__Exercise description__
Please edit the sex-tips critique, starting at "You’ve gotta be" and ending at "pussy feel tighter).", and write that passage out again with "Bustle" changed to "that site".

__Page__

You've gotta be able to find your way through _quickly_...

You’ve gotta be able to find your way through _quickly_…

The egregious recycling that accretes at the core of most Terrible Sex Tips is nowhere more obvious than over at Bustle. They keep the same illustrations for their positions, and just switch ’em up depending on the article, reshuffling the deck for the same tired playlists: Better orgasms. Kinkier sex. Smaller dicks (e.g. how to make your pussy feel tighter).

I honestly thought this article, 9 sex positions you can do with your clothes on, was going somewhere else entirely, giving us something honestly useful. The “Not Terrible and Actually Useful Sex Tips” category would include things like:

  • “Five positions least likely to trigger Judgy Face from your cat!”
  • “Nine sexual activities for after you’ve just finished a large meal!”
  • “Three positions for the too-small bed that you and your lover always get when you’re visiting your parents’ house!”

These are articles that would be genuinely of service to the sex-having world. I thought this piece would fall in this category, but boy was I wrong.

First of all, in spite of being the first Bustle sex-tip article I’ve seen that ventures outside of the heteronormative box by including a bit of girl-on-girl action, this piece is still way too reliant on penis-in-vagina options. Let’s be honest: In most cases of “holy fuck, we must get sexy-times NOW”, PiV sex is way more trouble than it’s worth. That shit is tricky when you’re in a hurry, and there are plenty of other ways to get your rocks off quickly, that don’t involve much of any clothing adjustment: Blowjobs. Hand jobs. Finger-banging. Dry humping. These are easy, these are relatively invisible, in terms of leaving a trail on clothing, and they are FAST to get in and out of.

The point of doing it with your clothing on is to get done fast. Unless fabric-based bondage or movement restriction is your thing, you aren’t leaving your clothes on to get off, you are doing it that way because you are short of time and you can’t be bothered. To that end, these positions should be timed for average amount of time of scrambling for an appropriate surface or structural support, getting into position, putting down prophylactics, if that’s gonna be a thing—and unless you’re fluid bonded, that should be a thing—then a couple minutes of fucking, pulling out, and adjusting the clothing. I NEED TO KNOW TIME before I can assess whether these positions are useful in a clothing-not-optional situation. Just because one can do these with clothes on, doesn’t mean they’re optimal in that environment or even recommended.

The writer talks a good game about how far the receiving party will need to pull pants down for the different positions, but I would like to humbly suggest the following: if you think there’s any possibility that you might be getting it on during an outing, you owe it to yourself and to the other person(s) to make that access as easy as possible AHEAD OF TIME. Anyone on the receiving end of pussy or ass penetration: think ahead! Sure, you can push your skinny pants to your knees, if you absolutely gotta get it in, but you are going to be fighting gravity and sticky skin on the way back up, at the very moment that someone is rattling the (unlocked, oops!) door knob to the restroom that you and your partner in speed-banging have been occupying for way too long. Skirts or kilts drop right into place. (Not trying to police your fashion, just saying.)

__Rows__
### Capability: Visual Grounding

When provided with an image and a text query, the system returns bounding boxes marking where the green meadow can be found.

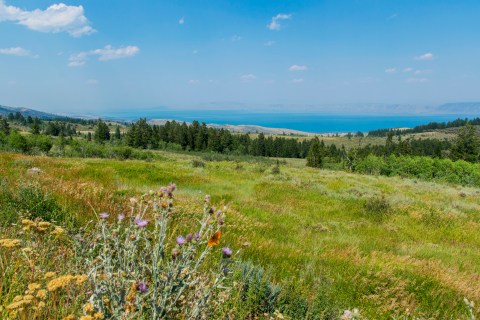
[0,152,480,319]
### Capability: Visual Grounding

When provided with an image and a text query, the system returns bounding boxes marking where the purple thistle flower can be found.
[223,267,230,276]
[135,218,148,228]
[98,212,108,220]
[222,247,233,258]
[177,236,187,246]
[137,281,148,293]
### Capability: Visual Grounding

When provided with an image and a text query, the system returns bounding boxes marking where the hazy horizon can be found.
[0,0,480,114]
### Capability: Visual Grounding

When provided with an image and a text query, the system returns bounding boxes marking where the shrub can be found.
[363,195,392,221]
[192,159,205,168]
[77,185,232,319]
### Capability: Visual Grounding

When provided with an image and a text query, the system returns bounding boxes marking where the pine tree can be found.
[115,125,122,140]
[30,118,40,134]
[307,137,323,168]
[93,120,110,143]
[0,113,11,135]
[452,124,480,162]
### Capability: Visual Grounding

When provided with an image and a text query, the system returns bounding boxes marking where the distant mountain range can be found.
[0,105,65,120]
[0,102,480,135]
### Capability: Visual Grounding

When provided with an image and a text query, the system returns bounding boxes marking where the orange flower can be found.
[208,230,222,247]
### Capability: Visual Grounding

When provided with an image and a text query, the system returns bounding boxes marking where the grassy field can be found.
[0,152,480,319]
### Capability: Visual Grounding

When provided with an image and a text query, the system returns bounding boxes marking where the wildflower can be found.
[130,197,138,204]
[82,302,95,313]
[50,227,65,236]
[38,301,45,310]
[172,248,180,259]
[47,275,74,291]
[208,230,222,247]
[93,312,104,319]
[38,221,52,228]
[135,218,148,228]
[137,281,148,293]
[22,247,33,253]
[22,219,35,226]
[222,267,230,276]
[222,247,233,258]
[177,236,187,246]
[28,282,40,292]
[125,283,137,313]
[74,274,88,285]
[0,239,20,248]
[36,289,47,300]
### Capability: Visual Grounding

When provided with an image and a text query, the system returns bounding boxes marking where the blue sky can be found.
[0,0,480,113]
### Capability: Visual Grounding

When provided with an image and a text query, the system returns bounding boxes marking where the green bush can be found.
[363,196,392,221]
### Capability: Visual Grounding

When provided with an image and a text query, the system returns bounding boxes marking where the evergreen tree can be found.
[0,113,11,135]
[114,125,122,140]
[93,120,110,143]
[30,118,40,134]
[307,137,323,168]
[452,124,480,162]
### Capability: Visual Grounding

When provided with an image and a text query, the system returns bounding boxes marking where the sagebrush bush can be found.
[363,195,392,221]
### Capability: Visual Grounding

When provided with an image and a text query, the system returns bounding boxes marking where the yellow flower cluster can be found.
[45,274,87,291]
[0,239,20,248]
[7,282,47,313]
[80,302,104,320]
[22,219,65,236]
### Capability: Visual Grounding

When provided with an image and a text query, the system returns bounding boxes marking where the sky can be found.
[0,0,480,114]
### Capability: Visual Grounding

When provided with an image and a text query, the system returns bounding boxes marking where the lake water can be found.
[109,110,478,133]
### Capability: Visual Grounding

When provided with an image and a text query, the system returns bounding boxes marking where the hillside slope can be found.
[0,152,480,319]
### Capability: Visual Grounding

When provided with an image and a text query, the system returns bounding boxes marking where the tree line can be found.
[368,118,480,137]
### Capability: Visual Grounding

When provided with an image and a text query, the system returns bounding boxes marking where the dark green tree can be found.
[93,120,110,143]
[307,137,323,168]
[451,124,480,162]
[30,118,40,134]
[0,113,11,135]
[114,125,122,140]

__Result of the exercise__
You’ve gotta be able to find your way through _quickly_…

The egregious recycling that accretes at the core of most Terrible Sex Tips is nowhere more obvious than over at that site. They keep the same illustrations for their positions, and just switch ’em up depending on the article, reshuffling the deck for the same tired playlists: Better orgasms. Kinkier sex. Smaller dicks (e.g. how to make your pussy feel tighter).